──────── Records shown

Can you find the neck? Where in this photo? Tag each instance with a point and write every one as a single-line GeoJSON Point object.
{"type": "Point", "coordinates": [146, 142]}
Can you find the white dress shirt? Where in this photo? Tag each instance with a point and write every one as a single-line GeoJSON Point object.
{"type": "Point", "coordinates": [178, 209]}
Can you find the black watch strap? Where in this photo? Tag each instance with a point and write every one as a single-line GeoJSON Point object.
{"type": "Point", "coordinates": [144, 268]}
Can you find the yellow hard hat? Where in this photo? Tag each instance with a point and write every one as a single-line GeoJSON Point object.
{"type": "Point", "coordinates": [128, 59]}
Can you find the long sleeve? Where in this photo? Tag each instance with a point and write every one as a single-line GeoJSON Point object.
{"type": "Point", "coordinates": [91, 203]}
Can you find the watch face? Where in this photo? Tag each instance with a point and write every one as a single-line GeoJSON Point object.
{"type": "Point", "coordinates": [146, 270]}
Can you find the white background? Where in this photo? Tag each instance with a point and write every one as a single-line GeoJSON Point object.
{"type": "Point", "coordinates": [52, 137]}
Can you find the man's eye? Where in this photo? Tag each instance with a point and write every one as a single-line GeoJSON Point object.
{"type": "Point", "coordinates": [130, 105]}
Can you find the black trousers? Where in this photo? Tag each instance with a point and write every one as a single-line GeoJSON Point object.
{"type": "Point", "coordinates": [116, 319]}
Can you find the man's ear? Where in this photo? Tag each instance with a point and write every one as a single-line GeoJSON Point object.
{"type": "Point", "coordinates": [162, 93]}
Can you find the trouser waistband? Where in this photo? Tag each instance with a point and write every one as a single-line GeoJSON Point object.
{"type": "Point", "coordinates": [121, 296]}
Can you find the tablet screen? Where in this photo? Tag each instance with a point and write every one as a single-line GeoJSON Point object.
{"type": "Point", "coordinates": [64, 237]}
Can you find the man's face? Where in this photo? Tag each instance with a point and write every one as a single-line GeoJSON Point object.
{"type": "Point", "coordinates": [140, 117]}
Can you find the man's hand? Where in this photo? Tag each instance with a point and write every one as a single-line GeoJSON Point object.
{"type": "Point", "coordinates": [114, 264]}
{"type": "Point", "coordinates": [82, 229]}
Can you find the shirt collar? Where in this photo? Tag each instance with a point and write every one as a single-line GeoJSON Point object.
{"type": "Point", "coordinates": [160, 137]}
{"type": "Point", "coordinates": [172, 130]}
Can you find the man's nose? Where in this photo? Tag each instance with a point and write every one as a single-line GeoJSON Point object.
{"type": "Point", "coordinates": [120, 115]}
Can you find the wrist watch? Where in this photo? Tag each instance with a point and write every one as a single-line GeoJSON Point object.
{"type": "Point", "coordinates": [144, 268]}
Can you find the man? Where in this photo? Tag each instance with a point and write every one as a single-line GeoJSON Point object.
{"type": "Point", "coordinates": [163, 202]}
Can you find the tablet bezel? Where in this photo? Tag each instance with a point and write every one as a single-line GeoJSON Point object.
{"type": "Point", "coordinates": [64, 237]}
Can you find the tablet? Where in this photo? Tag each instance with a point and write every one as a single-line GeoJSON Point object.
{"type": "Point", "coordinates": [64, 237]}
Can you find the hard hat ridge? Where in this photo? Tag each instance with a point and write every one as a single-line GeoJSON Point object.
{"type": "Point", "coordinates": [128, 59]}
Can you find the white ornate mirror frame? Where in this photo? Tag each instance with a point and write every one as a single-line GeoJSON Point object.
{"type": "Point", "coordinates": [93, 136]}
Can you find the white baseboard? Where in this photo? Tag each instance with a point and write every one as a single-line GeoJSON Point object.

────────────────

_Your objective_. Write out the complete set of records exactly as given.

_Response below_.
Can you find the neck? Where in this photo? Tag each instance with a point and write every one as a single-line GeoJSON Point object.
{"type": "Point", "coordinates": [146, 142]}
Can you find the white dress shirt? Where in this photo? Tag each instance with a point and write every one as a single-line GeoJSON Point object.
{"type": "Point", "coordinates": [178, 209]}
Can you find the black watch strap? Where in this photo? Tag each instance with a point and write every one as a single-line GeoJSON Point object.
{"type": "Point", "coordinates": [144, 268]}
Can you find the yellow hard hat? Where in this photo? Tag each instance with a point and write every one as a single-line GeoJSON Point object.
{"type": "Point", "coordinates": [128, 59]}
Can you find the long sleeve? Where in this photo? Tag each instance with a point and write every one as a single-line GeoJSON Point object.
{"type": "Point", "coordinates": [91, 203]}
Can you find the watch face? Where in this photo? Tag each instance with a point and write every one as a single-line GeoJSON Point object.
{"type": "Point", "coordinates": [146, 270]}
Can you find the white background? Where in this photo? Tag each instance with a point and write every one as a single-line GeoJSON Point object.
{"type": "Point", "coordinates": [52, 137]}
Can you find the man's eye? Where in this photo? Tag each instance with a point and write every one as a single-line GeoJSON Point object.
{"type": "Point", "coordinates": [130, 105]}
Can you find the black trousers? Where in this photo? Tag each instance with a point and write every one as a single-line GeoJSON Point object.
{"type": "Point", "coordinates": [116, 319]}
Can you find the man's ear? Where in this photo? Tag each instance with a point and write every one as a single-line GeoJSON Point object.
{"type": "Point", "coordinates": [162, 93]}
Can you find the trouser waistband? Where in this photo? Tag each instance with a point and write every one as a single-line GeoJSON Point object.
{"type": "Point", "coordinates": [121, 296]}
Can you find the tablet screen? Where in this photo? Tag each instance with a point and write every one as a single-line GeoJSON Point object.
{"type": "Point", "coordinates": [64, 237]}
Can you find the man's face? Where in this photo? Tag each instance with a point and write every one as a single-line GeoJSON Point object.
{"type": "Point", "coordinates": [140, 117]}
Can you find the man's hand? Where in this photo? Tag each instance with a point and write every one as a single-line GeoJSON Point object.
{"type": "Point", "coordinates": [114, 264]}
{"type": "Point", "coordinates": [82, 229]}
Can you find the shirt collar? Where in this photo? Tag each instance with a point and write every one as a single-line GeoJSON Point object.
{"type": "Point", "coordinates": [160, 137]}
{"type": "Point", "coordinates": [172, 130]}
Can you find the man's nose? Where in this photo? Tag each instance with a point and write every one as a single-line GeoJSON Point object.
{"type": "Point", "coordinates": [120, 115]}
Can you find the wrist watch? Where in this photo? Tag each instance with a point and write every one as a single-line GeoJSON Point object.
{"type": "Point", "coordinates": [144, 268]}
Can you find the man? Where in this photo? Tag each instance with a point and write every one as a single-line GeoJSON Point object.
{"type": "Point", "coordinates": [163, 202]}
Can you find the tablet bezel? Where in this photo? Tag each instance with a point and write every one as a single-line GeoJSON Point object.
{"type": "Point", "coordinates": [64, 237]}
Can you find the tablet? Where in this photo? Tag each instance with a point and write every one as a single-line GeoJSON Point object.
{"type": "Point", "coordinates": [64, 237]}
Can you find the hard hat ridge? Where in this photo? Tag each instance with a point and write every one as a single-line GeoJSON Point object.
{"type": "Point", "coordinates": [128, 59]}
Can you find the white ornate mirror frame? Where in this photo? Tag each instance with a point and write every one as a single-line GeoJSON Point object.
{"type": "Point", "coordinates": [93, 136]}
Can you find the white baseboard? Where in this photo? Tag each instance with a point and write every one as a single-line GeoJSON Point object.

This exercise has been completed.